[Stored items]
--- start ---
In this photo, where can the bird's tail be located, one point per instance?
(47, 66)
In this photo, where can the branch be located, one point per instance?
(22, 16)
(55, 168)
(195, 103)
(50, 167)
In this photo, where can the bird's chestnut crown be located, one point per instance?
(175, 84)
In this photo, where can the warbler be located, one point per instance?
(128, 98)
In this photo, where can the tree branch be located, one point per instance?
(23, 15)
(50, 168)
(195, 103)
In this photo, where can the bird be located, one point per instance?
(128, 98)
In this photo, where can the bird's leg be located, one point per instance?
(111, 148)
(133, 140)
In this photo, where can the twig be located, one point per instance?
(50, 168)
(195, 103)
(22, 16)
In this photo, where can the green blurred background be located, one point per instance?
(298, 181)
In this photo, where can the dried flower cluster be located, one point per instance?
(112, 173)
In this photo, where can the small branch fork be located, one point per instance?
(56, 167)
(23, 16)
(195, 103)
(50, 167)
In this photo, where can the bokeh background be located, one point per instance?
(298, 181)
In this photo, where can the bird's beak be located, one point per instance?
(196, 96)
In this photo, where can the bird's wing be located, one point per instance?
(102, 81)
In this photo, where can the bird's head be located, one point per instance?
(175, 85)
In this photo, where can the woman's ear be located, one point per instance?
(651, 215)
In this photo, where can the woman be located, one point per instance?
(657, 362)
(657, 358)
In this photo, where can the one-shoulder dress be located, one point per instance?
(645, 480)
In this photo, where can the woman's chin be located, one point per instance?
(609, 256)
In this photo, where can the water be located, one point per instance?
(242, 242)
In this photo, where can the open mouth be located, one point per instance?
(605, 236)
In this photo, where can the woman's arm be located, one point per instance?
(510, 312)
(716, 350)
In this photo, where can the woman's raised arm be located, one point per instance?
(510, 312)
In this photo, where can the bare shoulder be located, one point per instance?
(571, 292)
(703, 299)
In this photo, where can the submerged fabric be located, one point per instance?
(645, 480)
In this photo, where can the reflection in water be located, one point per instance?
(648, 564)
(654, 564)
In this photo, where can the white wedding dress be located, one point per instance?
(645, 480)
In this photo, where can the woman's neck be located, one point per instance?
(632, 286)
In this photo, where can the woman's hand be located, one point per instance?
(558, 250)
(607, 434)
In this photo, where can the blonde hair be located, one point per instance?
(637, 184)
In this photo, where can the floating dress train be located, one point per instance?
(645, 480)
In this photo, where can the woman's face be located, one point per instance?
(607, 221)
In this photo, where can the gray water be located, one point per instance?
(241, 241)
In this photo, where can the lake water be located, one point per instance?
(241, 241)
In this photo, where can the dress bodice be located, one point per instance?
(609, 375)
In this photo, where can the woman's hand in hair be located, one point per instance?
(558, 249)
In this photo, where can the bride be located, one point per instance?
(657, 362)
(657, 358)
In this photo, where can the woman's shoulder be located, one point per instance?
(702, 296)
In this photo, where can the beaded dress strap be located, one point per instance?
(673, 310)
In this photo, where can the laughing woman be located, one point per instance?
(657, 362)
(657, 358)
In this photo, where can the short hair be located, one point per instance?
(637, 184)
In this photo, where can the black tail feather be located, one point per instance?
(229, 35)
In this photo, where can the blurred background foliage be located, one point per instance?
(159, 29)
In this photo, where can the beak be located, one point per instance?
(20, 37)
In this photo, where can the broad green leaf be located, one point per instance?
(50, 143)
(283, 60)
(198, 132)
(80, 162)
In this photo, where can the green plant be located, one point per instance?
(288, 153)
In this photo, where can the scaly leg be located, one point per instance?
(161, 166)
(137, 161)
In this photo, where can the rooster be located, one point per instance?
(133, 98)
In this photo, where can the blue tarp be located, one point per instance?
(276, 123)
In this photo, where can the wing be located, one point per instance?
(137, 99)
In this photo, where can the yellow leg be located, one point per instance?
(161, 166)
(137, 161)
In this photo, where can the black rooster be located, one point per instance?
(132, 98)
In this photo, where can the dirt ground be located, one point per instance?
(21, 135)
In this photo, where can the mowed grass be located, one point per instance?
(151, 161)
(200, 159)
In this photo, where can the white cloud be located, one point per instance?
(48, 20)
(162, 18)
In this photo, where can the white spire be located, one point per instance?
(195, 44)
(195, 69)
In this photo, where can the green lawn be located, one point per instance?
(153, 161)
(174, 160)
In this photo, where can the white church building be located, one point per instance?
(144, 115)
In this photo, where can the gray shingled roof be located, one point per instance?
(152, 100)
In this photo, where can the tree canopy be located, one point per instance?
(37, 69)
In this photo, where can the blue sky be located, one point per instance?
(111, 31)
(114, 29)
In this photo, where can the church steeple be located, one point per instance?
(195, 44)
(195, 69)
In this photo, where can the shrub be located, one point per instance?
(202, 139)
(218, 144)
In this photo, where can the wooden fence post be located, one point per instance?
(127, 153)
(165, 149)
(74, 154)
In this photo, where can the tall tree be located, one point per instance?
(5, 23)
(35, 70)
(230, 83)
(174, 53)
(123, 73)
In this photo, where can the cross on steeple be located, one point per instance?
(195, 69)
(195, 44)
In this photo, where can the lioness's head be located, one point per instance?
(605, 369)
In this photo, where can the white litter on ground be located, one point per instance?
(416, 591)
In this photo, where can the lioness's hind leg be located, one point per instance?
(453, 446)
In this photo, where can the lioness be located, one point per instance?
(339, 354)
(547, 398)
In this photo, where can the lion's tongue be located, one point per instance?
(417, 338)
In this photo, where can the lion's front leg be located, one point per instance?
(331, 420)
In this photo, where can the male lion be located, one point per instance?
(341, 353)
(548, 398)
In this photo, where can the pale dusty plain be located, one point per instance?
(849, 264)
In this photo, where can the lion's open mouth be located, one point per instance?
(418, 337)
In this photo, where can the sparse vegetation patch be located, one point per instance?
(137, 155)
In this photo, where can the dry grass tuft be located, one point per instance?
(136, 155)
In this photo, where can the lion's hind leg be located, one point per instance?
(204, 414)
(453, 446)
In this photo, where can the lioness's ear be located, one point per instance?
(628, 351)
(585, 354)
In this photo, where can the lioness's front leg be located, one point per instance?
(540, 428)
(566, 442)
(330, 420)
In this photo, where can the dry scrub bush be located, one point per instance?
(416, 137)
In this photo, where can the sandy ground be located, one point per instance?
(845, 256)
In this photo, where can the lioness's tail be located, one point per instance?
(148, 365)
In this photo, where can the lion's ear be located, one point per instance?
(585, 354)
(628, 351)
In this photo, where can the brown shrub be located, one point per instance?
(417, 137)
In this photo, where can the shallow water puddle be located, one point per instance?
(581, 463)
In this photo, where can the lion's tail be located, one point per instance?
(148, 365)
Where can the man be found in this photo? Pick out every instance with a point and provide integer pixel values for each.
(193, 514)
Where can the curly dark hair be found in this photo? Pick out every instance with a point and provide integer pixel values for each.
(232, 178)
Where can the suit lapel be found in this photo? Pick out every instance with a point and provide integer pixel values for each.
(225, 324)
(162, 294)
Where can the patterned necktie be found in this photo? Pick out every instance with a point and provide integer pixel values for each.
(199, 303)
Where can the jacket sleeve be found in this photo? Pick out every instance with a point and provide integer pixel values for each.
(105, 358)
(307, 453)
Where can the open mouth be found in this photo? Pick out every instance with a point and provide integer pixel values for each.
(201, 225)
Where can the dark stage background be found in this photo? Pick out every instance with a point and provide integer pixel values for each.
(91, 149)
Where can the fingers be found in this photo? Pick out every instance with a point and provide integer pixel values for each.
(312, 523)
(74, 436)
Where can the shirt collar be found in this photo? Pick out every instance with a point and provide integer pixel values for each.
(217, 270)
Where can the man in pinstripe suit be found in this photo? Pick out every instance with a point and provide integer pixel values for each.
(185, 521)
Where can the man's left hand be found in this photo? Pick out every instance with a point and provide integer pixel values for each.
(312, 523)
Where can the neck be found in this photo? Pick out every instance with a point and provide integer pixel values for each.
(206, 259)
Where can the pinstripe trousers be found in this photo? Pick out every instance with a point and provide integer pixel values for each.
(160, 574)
--- end ---
Required work:
Output the line containing "Where can the dark" and all lines after it to the end of the records, exactly as given.

Response:
Where can the dark stage background be found in this photo? Pick out every instance with a point and provide integer pixel values for each.
(91, 149)
Where can the fingers be found in this photo? Pick out every instance with a point and provide integer pixel values for each.
(312, 523)
(74, 436)
Where can the shirt collar be found in this photo? Pick out every instance with a point and provide integer pixel values for each.
(217, 270)
Where can the man in pinstripe suit be found in this photo? Pick out every instance with a point and provide integer pixel values for each.
(185, 521)
Where can the man's left hand be found in this photo? Pick out every instance with a point and provide integer pixel values for each.
(312, 523)
Where can the neck be found in this photo? Pick out every instance with a point and provide integer pixel values for each.
(206, 259)
Where can the pinstripe trousers be found in this photo? Pick out every instance with a point and provide integer pixel values for each.
(160, 574)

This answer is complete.